* Extrait du texte:
===
Le livre, intitulé « Patrimoine maure (amazigh) du Maroc., vient d'être publié par la Faculté des Lettres et des Sciences Humaines saiss de Fès. Il correspond aux actes du colloque international sur le patrimoine maure (amazigh) du Maroc organisé à Fès en mars 2013 par l'Association Medistone Maroc et l'Université Sidi Mohamed Ben Abdellah de Fès. Il est entièrement consacré au patrimoine amazigh antique, il avait pour but d'établir l'état des lieux de la recherche sur la question, de soulever les problèmes en suspens, et de proposer de nouvelles pistes de recherche. Le livre comporte une préface, les mots d'ouverture, les CV de 3 grands archéologues honorés et 26 articles dont 15 en Français, 1 en espagnole et 08 en arabe.
L'étude bibliographique montre que les sites les mieux couverts par les investigations sont aussi les plus connus (Volubilis, Lixus, Banasa) auxquels s'ajoutèrent des sites moins connus mais riches sur le plan de l'archéologie maurétanienne (Tamuda, Rirha, ...). Dans ces sites, les études ont principalement porté sur la céramique, les monuments religieux (mausolées et temples), les monnaies, et, dans une moindre mesure les inscriptions libyques (tifinaghe).
La production plus proprement historique s'est limité aux recherches sur le royaume maure (IIIe siècle A.C. – 40 P.C.), cela dans deux axes principaux : les rois de Maurétanie d'une part, les tribus maures amazighes d'autre part. Dans le premier, on s'est occupé surtout de la généalogie des rois, de la chronologie de leurs règnes et de la nature de leur royauté. Bien entendu, ce sont les règnes de Juba II et son fils Ptolémée qui ont été les plus étudiés, mais des hypothèses intéressantes ont été avancées sur les autres rois maures, s'appuyant surtout sur des données numismatiques (monnaie). Les travaux sur les tribus maures ont porté sur leur localisation, mais aussi sur la nature de leurs relations avec l'autorité royale puis romaine (traités de paix avec les Baquates et les Macénites). Le volet économique, à cheval entre l'archéologie et l'histoire, a, lui aussi fait l'objet de quelques travaux, basés notamment sur l'étude de la céramique, des fours de potiers et des pressoirs d'huile. Les divinités maures ont, de même, fait l'objet de quelques investigations.
===
* Lignes enregistrées:
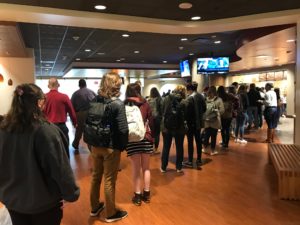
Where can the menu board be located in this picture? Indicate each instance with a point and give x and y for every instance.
(270, 76)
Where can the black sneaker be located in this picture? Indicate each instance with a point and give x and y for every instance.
(118, 216)
(98, 211)
(187, 164)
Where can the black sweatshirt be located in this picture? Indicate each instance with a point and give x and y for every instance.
(35, 173)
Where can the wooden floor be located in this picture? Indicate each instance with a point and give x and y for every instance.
(237, 187)
(233, 188)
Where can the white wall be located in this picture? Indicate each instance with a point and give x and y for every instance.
(19, 70)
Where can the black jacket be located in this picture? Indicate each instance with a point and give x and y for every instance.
(195, 108)
(182, 113)
(35, 173)
(119, 126)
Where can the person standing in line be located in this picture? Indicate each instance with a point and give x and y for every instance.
(232, 92)
(260, 107)
(226, 117)
(212, 119)
(81, 102)
(270, 103)
(139, 152)
(279, 108)
(195, 107)
(57, 106)
(173, 125)
(35, 174)
(106, 160)
(241, 115)
(155, 102)
(252, 110)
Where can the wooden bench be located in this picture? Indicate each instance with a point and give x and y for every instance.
(286, 160)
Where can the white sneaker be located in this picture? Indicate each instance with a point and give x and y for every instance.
(242, 141)
(214, 153)
(204, 150)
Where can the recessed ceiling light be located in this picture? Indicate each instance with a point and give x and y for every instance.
(75, 38)
(261, 56)
(196, 18)
(100, 7)
(185, 5)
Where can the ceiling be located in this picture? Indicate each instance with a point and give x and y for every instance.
(168, 9)
(58, 47)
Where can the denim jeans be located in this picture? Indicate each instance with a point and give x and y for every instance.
(193, 132)
(212, 134)
(106, 163)
(63, 127)
(167, 138)
(225, 131)
(156, 132)
(240, 125)
(270, 116)
(81, 117)
(252, 116)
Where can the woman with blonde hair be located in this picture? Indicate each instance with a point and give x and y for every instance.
(106, 160)
(139, 151)
(173, 125)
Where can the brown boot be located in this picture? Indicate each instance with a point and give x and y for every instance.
(269, 133)
(272, 135)
(146, 196)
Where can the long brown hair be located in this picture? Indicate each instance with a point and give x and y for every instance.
(25, 111)
(110, 85)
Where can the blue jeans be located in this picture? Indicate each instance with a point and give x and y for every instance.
(271, 117)
(225, 131)
(167, 138)
(193, 132)
(252, 116)
(240, 125)
(212, 134)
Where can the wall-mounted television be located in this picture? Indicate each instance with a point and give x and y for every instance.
(213, 65)
(185, 68)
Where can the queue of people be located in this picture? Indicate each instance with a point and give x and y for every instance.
(36, 187)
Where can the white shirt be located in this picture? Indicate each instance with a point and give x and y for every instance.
(270, 99)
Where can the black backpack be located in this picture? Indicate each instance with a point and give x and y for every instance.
(97, 130)
(172, 114)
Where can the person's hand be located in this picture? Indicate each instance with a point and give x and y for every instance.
(63, 204)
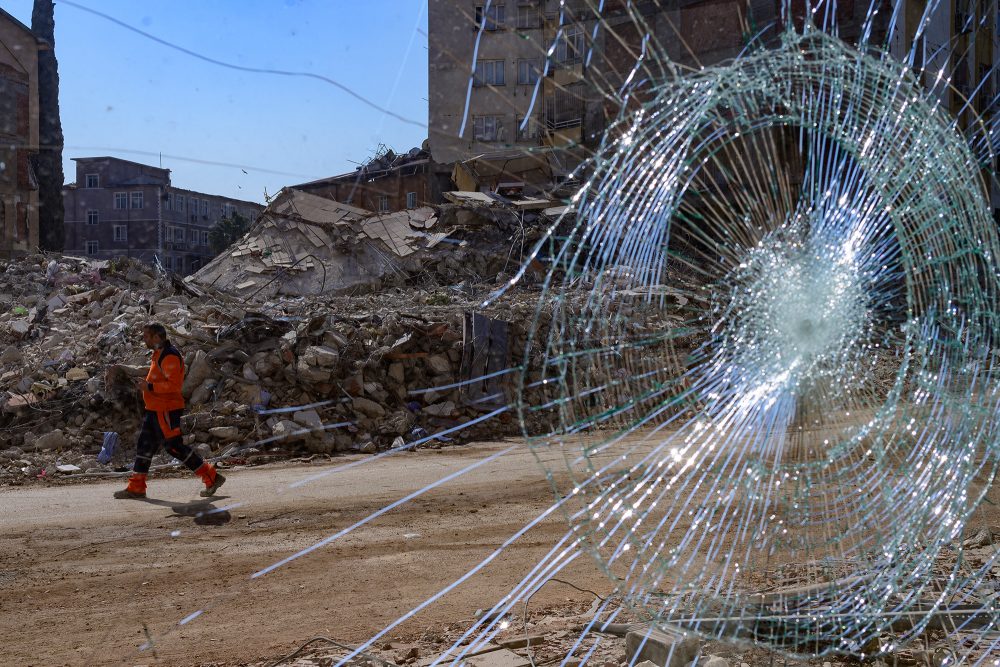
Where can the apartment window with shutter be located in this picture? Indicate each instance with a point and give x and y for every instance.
(489, 73)
(530, 131)
(487, 128)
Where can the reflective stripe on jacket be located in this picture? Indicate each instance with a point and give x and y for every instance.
(164, 380)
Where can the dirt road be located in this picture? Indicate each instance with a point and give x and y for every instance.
(85, 579)
(88, 580)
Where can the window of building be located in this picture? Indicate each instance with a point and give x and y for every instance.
(529, 16)
(569, 50)
(494, 17)
(529, 132)
(528, 71)
(489, 73)
(487, 128)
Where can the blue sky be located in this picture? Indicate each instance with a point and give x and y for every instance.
(124, 94)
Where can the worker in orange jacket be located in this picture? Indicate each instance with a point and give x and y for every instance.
(161, 423)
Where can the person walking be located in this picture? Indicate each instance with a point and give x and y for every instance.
(161, 422)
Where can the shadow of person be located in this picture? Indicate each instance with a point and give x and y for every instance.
(203, 512)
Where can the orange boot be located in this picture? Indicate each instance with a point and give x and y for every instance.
(136, 487)
(213, 479)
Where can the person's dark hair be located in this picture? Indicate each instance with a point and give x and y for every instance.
(156, 328)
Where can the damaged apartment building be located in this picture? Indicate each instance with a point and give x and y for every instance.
(545, 73)
(19, 48)
(537, 106)
(119, 208)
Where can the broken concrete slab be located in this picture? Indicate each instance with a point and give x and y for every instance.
(224, 433)
(666, 648)
(502, 658)
(523, 641)
(54, 440)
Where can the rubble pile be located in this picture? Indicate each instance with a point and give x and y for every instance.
(273, 378)
(304, 244)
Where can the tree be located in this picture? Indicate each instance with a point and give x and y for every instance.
(227, 231)
(48, 165)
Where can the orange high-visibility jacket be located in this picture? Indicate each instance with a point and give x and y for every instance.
(162, 392)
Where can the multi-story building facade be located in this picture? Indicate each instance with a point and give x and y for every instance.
(122, 208)
(507, 40)
(549, 62)
(18, 135)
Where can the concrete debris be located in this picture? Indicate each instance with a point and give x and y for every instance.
===
* Consignes:
a. Relevez tous les sites archéologiques nommés dans le texte sur le patrimoine maure.
b. Poursuivez le texte sur le patrimoine maure à la suite de sa dernière phrase.
Les lignes n'ont aucun rapport avec le texte sur le patrimoine maure.

* Réponses:
a. Volubilis, Lixus, Banasa, Tamuda, Rirha

b.
La conférence introductive a abordé l'histoire et civilisation maurétaniennes » qui ont permis de faire le point sur des questions d'histoire et d'historiographie coloniale, ou sur des aspects problématiques et de réflexion. C'était l'occasion de présenter la carte des sites amazighes préromains qui présente une quinzaine de site d'agglomération amazighe.
Le livre comporte des articles qui traite :
• les aspects de l'architecture et de l'urbanisme maurétaniens, à propos des sites de Volubilis, Lixus et Rirha.
• l'économie et Numismatique »,
• l'artisanat à Tamuda, de pressoirs à huile de Volubilis, de potiers de Banasa, avant de déborder sur les voies maurétaniennes dans la péninsule tingitane,
• la numismatique a éclairé le numéraire de Juba II, et d'un trésor monétaire, découvert en 1993 et resté non-étudié, aujourd'hui déposé au Musée de Timgad, et qui comprendrait 75 pièces de monnaie de Juba II et 106 pièces de Ptolémée. «
• l'iconographie et la statuaire de Juba II et de Ptolémée continuent d'intriguer les chercheurs qui essaient d'en tirer des interprétations historiques.
• les divinités amazighes et le culte impérial sont toujours des thèmes ouverts à de nombreux questionnements.
• les inscriptions libyques ( tifinaghe) gardent encore des secrets, que l'étude comparée des inscriptions occidentales (Maroc) et orientales (Tunisie-Algérie) pourrait aider à les élucider.
• Enfin, il n'est pas vain de poser la question de savoir, à propos des populations maurétaniennes du Bronze final et de leurs contacts avec les marins phéniciens, s'il s'agit de colonisation, de commerce ou d'acculturation ?
Ne passons point sous silence deux articles à caractère très technique, l'une sur la méthode pétrographique de la céramique de Banasa, qui a permis d'obtenir un grand nombre d'informations sur la composition minéralogique des tessons, sur l'origine des matières premières et sur la technique de fabrication; l'autre sur le suivi des paramètres microclimatiques du mausolée d'Imedghassen d'un roi amazigh (Batna, Algérie), afin de montrer la relation entre ces paramètres et la détérioration de la pierre.
On le voit, le bilan, sans être encore bien lourd, est loin d'être négligeable, et promet de s'enrichir de plus en plus grâce aux travaux entrepris par de jeunes archéologues et historiens dynamiques.
S'il est pertinent de dresser le bilan des recherches sur le patrimoine maure amazigh, il est peut-être encore trop tôt pour parler de synthèses, sinon partielles, sur la période maurétanienne. Cependant le livre présente les différentes facettes du patrimoine et de la civilisation amazighe préromaine.
Notons qu'un autre colloque international sur le patrimoine préromain de l'Afrique du nord vient d'être organisé à Fès et a connu la présentation d'une cinquantaine de communications. Celles-ci se traduiront par des articles qui seront publiés incessamment sous forme d'un livre.